• Data:
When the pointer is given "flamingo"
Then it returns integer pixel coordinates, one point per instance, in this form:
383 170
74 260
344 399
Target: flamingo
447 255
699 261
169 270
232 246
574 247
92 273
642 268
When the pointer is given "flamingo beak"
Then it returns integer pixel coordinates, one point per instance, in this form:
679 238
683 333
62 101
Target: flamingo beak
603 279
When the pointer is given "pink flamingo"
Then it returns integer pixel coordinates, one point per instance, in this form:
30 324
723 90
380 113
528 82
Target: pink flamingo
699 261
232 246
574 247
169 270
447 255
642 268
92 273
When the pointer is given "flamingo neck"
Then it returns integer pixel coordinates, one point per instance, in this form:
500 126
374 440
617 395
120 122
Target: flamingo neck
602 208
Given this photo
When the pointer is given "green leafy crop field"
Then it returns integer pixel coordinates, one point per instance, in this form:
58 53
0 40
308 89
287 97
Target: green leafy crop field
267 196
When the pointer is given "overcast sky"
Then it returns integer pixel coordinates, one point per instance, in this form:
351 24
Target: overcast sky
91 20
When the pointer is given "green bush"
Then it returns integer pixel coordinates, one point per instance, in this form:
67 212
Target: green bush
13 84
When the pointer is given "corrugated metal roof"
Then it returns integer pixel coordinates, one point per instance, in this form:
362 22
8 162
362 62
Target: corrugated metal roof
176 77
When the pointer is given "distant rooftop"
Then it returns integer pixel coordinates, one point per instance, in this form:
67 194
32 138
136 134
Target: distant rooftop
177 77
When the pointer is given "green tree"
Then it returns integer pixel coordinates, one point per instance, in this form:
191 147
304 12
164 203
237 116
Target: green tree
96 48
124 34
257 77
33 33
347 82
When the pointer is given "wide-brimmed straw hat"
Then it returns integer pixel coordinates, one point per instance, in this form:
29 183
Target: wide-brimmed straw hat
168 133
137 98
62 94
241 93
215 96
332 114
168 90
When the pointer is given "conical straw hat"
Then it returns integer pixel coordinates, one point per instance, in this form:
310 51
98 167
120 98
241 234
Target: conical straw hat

• Description of the task:
All lines from the line containing "Given this photo" through the end of the listing above are to be duplicated exactly; include both ends and nothing further.

• Finished answer:
Given this photo
When the pointer is given "green leafy crop field"
Then it returns integer pixel coordinates, one point per instance, in this form:
58 53
0 40
308 89
287 97
Target: green leafy crop field
267 196
When the pointer is given "overcast sky"
Then it returns integer pixel coordinates, one point per instance, in this form:
351 24
Target: overcast sky
91 20
When the pointer is given "green bush"
Then it returns integer pixel coordinates, one point per instance, in this form:
67 212
Target: green bush
13 84
When the pointer is given "corrugated metal roof"
Then it returns integer pixel coordinates, one point per instance, in this form:
362 22
8 162
362 62
Target: corrugated metal roof
176 77
When the pointer is given "distant rooftop"
Then it returns integer pixel coordinates, one point per instance, in this form:
67 194
32 138
136 134
Target: distant rooftop
177 77
When the pointer is given "green tree"
Then it returns integer pixel coordinates, one point per instance, in this form:
191 147
304 12
164 203
237 116
Target: green tree
96 48
124 34
257 77
33 33
347 82
When the pointer is given "wide-brimmed straw hat"
Then it returns integer pixel coordinates, one point per instance, in this form:
29 183
Target: wide-brimmed straw hat
168 133
137 98
62 94
241 93
215 96
332 114
168 90
When the pointer is given "conical straw hat"
Then it returns integer pixel coordinates, one point per instance, in this form:
310 51
98 167
120 98
241 234
Target: conical straw hat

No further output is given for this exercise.